[Stored items from a collection]
************

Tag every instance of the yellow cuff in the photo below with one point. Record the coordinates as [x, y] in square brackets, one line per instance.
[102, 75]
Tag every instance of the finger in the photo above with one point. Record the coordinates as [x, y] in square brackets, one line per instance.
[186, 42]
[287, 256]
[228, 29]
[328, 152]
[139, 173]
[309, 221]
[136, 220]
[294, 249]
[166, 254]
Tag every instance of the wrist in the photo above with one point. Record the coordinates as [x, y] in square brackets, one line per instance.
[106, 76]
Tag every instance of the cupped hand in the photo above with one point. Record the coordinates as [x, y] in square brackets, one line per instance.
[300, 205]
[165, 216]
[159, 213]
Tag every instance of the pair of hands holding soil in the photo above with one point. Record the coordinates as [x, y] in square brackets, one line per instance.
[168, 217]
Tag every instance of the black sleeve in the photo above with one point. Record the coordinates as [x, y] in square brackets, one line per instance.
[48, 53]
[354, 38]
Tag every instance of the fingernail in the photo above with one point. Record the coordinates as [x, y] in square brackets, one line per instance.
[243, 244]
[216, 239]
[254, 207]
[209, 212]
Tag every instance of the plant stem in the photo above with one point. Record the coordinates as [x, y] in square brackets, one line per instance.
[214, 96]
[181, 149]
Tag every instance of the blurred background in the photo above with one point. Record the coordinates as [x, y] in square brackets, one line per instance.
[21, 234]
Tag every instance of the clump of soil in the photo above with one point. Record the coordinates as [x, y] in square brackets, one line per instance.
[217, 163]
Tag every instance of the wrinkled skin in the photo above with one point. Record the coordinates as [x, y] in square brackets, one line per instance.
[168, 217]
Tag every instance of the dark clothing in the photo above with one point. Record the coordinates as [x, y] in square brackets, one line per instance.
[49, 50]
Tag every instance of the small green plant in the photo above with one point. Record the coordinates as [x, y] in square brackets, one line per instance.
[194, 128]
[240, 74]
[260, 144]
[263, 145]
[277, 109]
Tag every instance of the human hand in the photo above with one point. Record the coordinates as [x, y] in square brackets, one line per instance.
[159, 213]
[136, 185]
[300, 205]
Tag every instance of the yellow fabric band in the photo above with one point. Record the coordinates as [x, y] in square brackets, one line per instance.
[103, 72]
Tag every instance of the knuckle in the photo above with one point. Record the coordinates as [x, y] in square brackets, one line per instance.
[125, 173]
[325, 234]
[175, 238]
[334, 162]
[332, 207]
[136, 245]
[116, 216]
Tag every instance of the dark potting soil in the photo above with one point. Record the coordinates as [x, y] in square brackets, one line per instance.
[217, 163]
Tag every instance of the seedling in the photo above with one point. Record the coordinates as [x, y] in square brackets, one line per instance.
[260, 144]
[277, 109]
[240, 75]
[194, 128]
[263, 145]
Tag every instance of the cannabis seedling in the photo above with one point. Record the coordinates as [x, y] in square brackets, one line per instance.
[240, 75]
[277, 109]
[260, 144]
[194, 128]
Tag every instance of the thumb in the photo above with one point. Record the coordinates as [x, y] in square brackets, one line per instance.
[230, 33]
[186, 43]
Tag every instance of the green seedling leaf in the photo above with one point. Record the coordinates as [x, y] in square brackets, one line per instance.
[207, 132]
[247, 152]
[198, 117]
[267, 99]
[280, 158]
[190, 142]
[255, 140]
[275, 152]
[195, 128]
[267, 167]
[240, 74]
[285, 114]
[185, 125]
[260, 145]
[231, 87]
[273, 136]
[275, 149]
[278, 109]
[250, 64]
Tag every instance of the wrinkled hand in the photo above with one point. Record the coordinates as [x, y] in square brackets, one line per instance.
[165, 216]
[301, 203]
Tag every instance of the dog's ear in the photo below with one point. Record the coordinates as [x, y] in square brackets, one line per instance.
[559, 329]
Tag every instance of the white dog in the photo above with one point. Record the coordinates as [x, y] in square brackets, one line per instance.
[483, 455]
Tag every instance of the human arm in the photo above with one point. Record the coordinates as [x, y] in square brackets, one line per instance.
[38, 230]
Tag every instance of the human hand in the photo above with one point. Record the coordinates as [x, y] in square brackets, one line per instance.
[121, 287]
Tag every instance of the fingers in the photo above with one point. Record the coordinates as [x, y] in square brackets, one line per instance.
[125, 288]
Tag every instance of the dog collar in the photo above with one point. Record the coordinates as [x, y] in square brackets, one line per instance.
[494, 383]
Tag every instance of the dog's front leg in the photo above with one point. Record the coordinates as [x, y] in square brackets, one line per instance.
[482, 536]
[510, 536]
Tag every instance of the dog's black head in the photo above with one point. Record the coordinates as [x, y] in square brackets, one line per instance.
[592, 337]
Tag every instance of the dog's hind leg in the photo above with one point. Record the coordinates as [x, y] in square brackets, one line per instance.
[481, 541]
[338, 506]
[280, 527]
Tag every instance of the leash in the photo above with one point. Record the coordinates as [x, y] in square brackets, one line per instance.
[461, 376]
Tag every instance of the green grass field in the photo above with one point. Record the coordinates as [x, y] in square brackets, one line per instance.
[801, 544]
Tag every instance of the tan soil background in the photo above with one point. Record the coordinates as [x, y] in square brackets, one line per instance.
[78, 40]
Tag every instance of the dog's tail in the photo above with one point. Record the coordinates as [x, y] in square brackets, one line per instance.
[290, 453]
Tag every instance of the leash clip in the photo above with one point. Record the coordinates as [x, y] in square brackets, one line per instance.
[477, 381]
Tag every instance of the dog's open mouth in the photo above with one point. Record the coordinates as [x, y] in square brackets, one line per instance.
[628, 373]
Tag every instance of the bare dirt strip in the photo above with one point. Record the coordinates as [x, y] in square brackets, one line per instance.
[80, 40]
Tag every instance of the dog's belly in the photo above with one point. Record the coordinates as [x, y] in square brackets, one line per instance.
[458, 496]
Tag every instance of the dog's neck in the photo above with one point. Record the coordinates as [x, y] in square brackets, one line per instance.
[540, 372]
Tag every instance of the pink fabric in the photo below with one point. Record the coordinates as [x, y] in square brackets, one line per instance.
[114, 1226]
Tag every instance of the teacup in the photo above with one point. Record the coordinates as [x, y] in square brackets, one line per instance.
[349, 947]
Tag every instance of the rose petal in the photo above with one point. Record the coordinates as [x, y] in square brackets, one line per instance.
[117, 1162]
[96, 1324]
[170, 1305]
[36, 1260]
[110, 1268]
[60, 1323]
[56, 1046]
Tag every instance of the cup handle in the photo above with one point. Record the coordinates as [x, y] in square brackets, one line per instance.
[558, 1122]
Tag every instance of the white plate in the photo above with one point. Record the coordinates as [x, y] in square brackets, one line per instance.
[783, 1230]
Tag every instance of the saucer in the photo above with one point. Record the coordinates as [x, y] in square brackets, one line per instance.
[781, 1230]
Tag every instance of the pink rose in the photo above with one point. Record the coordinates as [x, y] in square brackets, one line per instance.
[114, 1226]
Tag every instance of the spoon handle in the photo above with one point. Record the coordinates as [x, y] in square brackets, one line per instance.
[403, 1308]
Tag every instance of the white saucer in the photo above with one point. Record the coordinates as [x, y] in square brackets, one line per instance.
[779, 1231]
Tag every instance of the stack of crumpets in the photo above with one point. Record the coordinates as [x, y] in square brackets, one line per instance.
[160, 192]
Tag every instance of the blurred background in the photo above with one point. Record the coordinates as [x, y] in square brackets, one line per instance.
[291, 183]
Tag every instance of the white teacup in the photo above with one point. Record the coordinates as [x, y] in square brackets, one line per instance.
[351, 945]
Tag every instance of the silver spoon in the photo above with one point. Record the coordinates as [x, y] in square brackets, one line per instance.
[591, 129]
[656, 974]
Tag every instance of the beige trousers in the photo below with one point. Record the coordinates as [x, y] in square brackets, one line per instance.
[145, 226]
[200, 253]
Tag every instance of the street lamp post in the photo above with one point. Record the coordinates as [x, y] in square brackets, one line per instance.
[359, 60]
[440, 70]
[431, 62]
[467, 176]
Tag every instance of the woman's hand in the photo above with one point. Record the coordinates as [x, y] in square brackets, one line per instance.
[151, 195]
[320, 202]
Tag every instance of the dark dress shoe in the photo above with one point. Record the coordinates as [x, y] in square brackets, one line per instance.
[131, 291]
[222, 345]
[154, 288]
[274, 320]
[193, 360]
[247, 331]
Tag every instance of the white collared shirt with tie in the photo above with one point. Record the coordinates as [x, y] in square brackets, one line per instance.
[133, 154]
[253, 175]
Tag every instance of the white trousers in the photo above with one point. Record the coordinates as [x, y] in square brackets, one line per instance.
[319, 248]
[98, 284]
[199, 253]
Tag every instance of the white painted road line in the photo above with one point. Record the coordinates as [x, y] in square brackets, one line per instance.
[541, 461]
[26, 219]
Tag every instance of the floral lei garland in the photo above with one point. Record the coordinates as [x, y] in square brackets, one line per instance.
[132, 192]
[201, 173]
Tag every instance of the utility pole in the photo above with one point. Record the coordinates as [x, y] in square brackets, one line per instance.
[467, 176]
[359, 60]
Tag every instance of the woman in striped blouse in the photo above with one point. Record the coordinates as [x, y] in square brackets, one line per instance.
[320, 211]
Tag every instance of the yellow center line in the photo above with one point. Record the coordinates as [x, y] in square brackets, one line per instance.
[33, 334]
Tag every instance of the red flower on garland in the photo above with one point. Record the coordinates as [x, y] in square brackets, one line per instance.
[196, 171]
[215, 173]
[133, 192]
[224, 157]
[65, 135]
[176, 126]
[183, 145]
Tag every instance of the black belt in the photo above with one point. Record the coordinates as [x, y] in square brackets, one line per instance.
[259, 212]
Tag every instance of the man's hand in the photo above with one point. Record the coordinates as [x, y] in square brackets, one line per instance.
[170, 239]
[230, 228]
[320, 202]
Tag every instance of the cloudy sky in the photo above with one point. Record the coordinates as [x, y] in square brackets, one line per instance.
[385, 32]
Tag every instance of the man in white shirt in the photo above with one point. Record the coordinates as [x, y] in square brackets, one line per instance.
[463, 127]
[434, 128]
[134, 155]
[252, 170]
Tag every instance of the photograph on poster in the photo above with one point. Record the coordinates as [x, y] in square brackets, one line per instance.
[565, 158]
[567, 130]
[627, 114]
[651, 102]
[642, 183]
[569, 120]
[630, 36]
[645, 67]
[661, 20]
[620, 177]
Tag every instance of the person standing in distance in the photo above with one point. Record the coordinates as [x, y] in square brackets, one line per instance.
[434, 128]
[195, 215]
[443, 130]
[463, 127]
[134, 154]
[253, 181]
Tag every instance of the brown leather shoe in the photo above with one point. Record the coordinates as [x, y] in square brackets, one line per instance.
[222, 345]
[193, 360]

************

• Exercise description
Produce an exact copy of the lines from the one containing "Tag every instance of the photograph" through the final line of the data, both ends included, and only those.

• Task solution
Tag every instance of the photograph on poster in the photo above with one point. Record the coordinates as [x, y] in square brackets, one line per instance.
[565, 158]
[567, 130]
[627, 114]
[651, 102]
[642, 183]
[569, 120]
[630, 36]
[645, 67]
[661, 20]
[620, 177]
Tag every instance of the person standing in distance in the photo above with one point. Record the coordinates as [x, y] in square brackets, one line per instance.
[434, 128]
[195, 215]
[443, 130]
[463, 127]
[134, 154]
[253, 181]
Tag every instance of the brown leather shoe in the photo above with one point. Record the coordinates as [x, y] in square brackets, one line per instance.
[222, 345]
[193, 360]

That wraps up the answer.